■ Page extract
···

The above position was recently highlighted in State of Karnataka v. M. Devendrappa and Another(2002 (3) SCC 89).
The factual position as highlighted above clearly goes to show that the complainant had not come to Court with clean hands. There was no explanation whatsoever for the inaction between 1995 and 2001. The High Court seems to have been swayed by the fact that the appellants have rejected claim of the complainant on 5.12.2001. It failed to notice that the communication dated 5.12.2001 was in response to the letter of the complainant dated 24.11.2001.
Section 468 of the Code deals with delay in taking cognizance after lapse of the period of limitation. It reads as follows:
“468. BAR TO TAKING COGNIZANCE AFTER LAPSE OF THE PERIOD OF LIMITATION:
(1) Except as otherwise provided elsewhere in this Code, no Court shall take cognizance of an offence of the category specified in sub-section (2), after the expiry of the period of limitation.
(2) The period of limitation shall be –
(a) six months, if the offence is punishable with fine only;
(b) one year, if the offence is punishable with imprisonment for a term not exceeding one year;
(c) three years, if the offence is punishable with imprisonment for a term exceeding one year but not exceeding three years.
(3) For the purposes of this section, the period of limitation, in relation to offences which may be tried together, shall be determined with reference to the offence which is punishable with the more severe punishment or, as the case may be, the most severe punishment.”
The learned Magistrate has issued process in respect of offence under Section 418 IPC. The punishment provided for said offence is imprisonment for three years. The period of limitation in terms of Section 468(2)(c) is 3 years. That being so, the Court could not have taken cognizance of the offence. Section 473 of the Code provides for extension of period in certain cases. This power can be exercised only when the Court is satisfied on the facts and in the circumstances of the case that the delay has been properly explained or that it is necessary to do so in the interest of justice. Order of learned Magistrate does not even refer to either Section 468 or Section 473 of the Code. High Court clearly erred in holding that the complaint was not hit by limitation. As noted above, there was not even a reference that the letter dated 5.12.2001 was in response to the letter of complainant dated 24.11.2001. The factual position clearly shows that the complaint was nothing but a sheer abuse of the process of law and this is a case where the power under Section 482 should have been exercised. The High Court unfortunately did not take note of the guiding principles as laid down in Bhajan Singh’s case (supra), thereby rendering the judgment indefensible. The judgment of the High Court is set aside, the proceedings initiated by the complaint lodged are quashed. The appeal is allowed.

···

■ Material

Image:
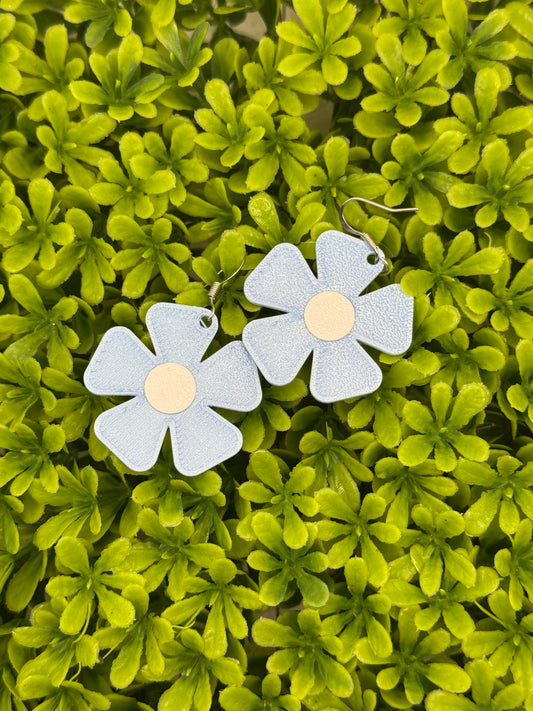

···

■ Stated goal
Revise the judgment excerpt from "The factual position as" up to and including "the complainant dated 24.11.2001.", writing it out again with "informant" in place of "complainant". The listing is not needed.

■ Exercise response
The factual position as highlighted above clearly goes to show that the informant had not come to Court with clean hands. There was no explanation whatsoever for the inaction between 1995 and 2001. The High Court seems to have been swayed by the fact that the appellants have rejected claim of the informant on 5.12.2001. It failed to notice that the communication dated 5.12.2001 was in response to the letter of the informant dated 24.11.2001.